**SOURCE EXCERPT**
'''

I did not think that we would be forced that day to reduce the interest rate at the discount window from 6.25% to 5.75%, and then accept otherwise unmarketable mortgages as collateral for the loans. I did not think the four largest banks in the United States would borrow $500 million each on August 22.
Because of the collapse of the secondary markets for subprime debt, and because of the volatility of the American stock market, the Federal Reserve System believes that it has an obligation to be perceived as not being asleep at the wheel. This makes things difficult because of what I and other Federal Reserve officials said regarding the containment of spillover effects from the subprime credit markets. It surely looks as though we were all asleep at the wheel.
Here is the inescapable reality: the only things we have in our toolbox are monetary inflation, obfuscation, and blarney. Obfuscation ceases to work when markets collapse. This leaves monetary inflation and blarney.
The difficulty is as follows. The Federal Reserve spends any newly created money into circulation. Normally, this money goes to the U.S. Treasury. The FED buys U.S. government debt. The other option is to lend short-term money directly to banks based on collateral. We do this through the so-called repo market, which sounds suspiciously like an unpleasant aspect of the used car market. But it is actually the opposite of repo’s in that market. Ever since August 17, we have advanced money to lenders based on collateral that is about to turn into the equivalent of the used car repo market. Prior to August 17, we advanced money based on much better collateral. That was then. This is now.
The problem with our mode of creating new funds to supply liquidity is that this liquidity, meaning newly created money, does not go to the companies that really need it. It goes to companies that qualify for our loans, which means the largest banks in the country. This money serves as legal reserves for banks to make loans. So, the banks then lend money. But they lend it to borrowers who look nothing like the holders of all those subprime mortgages.
There are two possible exceptions: Fannie Mae and Freddie Mac, the mortgage conglomerates. They are loaded with mortgages, and if these two institutions ever look as though they are about to go bankrupt, we will buy anything they offer to sell us.

'''

**PROBLEM DESCRIPTION**
In the Federal Reserve excerpt, what rate was the discount window interest rate cut to? The records that follow come from a separate source.

**RECORDS SUPPLIED**
'''

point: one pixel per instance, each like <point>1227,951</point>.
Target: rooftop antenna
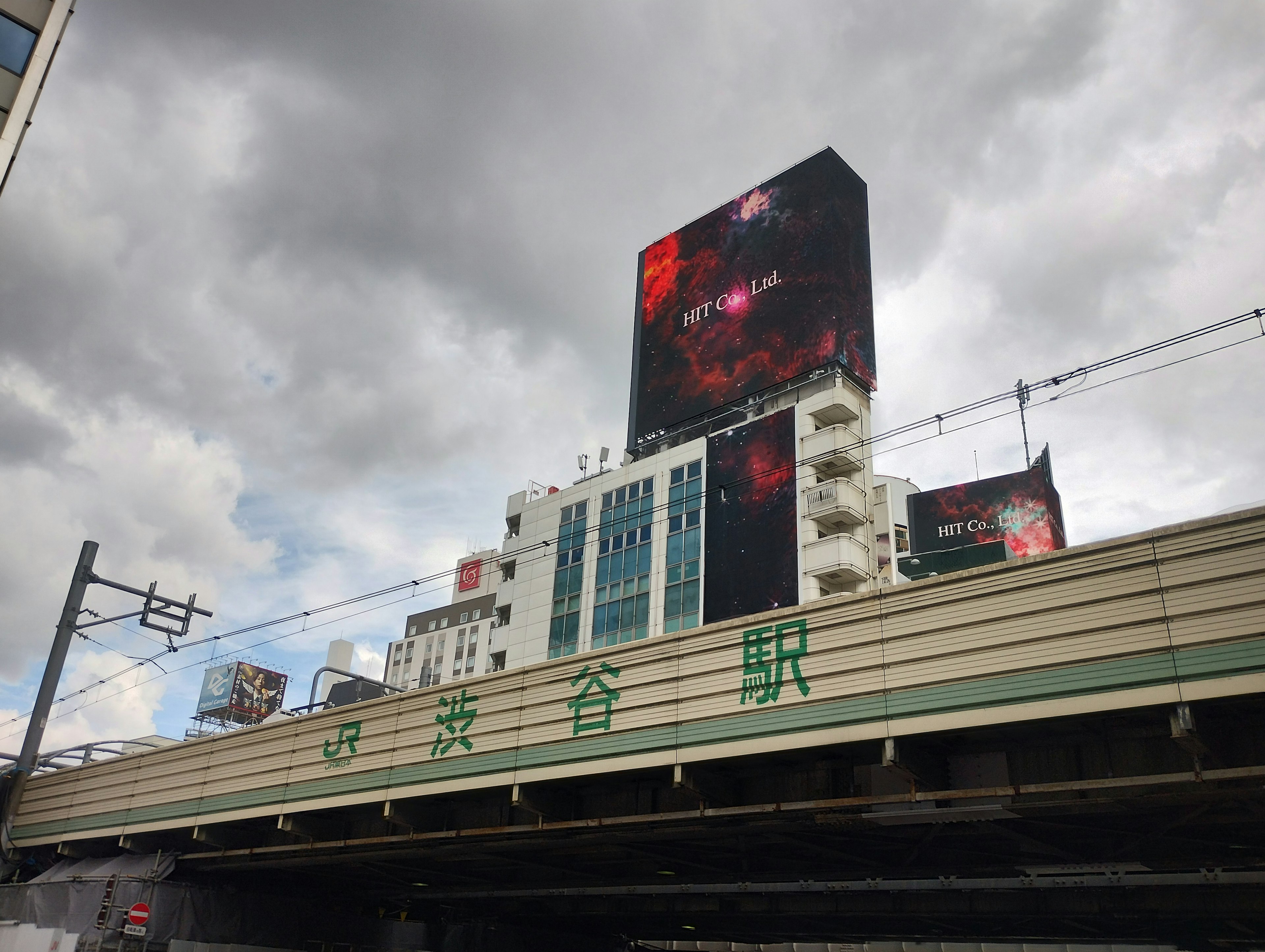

'''
'''

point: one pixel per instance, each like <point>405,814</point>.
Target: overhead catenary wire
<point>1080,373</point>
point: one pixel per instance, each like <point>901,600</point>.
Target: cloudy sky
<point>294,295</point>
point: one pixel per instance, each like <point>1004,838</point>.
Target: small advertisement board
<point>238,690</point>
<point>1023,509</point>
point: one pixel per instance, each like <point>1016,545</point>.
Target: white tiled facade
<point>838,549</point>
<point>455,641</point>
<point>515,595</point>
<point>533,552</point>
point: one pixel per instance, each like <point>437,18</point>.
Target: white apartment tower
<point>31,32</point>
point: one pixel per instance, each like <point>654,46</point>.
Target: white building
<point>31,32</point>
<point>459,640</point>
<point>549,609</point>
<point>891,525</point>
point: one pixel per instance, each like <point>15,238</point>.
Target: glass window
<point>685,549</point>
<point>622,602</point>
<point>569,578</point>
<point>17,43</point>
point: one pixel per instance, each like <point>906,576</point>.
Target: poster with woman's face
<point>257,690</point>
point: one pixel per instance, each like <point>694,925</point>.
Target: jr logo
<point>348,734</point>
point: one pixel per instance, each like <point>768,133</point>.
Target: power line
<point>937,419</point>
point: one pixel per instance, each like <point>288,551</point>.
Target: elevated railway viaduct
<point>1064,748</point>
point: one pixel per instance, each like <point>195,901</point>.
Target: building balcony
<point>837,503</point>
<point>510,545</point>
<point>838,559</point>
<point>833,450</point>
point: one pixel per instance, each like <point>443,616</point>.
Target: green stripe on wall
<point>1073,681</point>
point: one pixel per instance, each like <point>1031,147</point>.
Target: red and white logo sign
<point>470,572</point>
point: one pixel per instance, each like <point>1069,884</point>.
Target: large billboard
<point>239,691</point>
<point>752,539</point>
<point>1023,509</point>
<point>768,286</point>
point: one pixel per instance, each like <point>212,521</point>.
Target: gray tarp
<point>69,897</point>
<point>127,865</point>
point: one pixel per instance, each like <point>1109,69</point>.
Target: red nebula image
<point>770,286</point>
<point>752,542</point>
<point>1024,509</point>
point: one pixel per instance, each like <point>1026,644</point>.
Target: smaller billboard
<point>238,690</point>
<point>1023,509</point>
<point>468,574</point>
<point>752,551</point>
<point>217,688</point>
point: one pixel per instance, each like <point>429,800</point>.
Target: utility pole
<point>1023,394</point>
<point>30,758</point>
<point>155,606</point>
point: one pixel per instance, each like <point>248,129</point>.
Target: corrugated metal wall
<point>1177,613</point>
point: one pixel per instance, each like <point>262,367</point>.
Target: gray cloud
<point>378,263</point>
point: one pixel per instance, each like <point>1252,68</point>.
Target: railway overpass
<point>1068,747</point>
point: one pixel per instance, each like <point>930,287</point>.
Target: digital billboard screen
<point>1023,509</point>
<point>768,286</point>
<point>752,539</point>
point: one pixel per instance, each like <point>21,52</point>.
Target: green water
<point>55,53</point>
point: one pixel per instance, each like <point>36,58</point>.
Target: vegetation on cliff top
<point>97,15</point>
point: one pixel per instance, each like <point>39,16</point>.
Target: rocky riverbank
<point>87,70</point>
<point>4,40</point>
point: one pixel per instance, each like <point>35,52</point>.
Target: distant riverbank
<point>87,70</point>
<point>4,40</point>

'''

**FULL OUTPUT**
5.75%, down from 6.25%.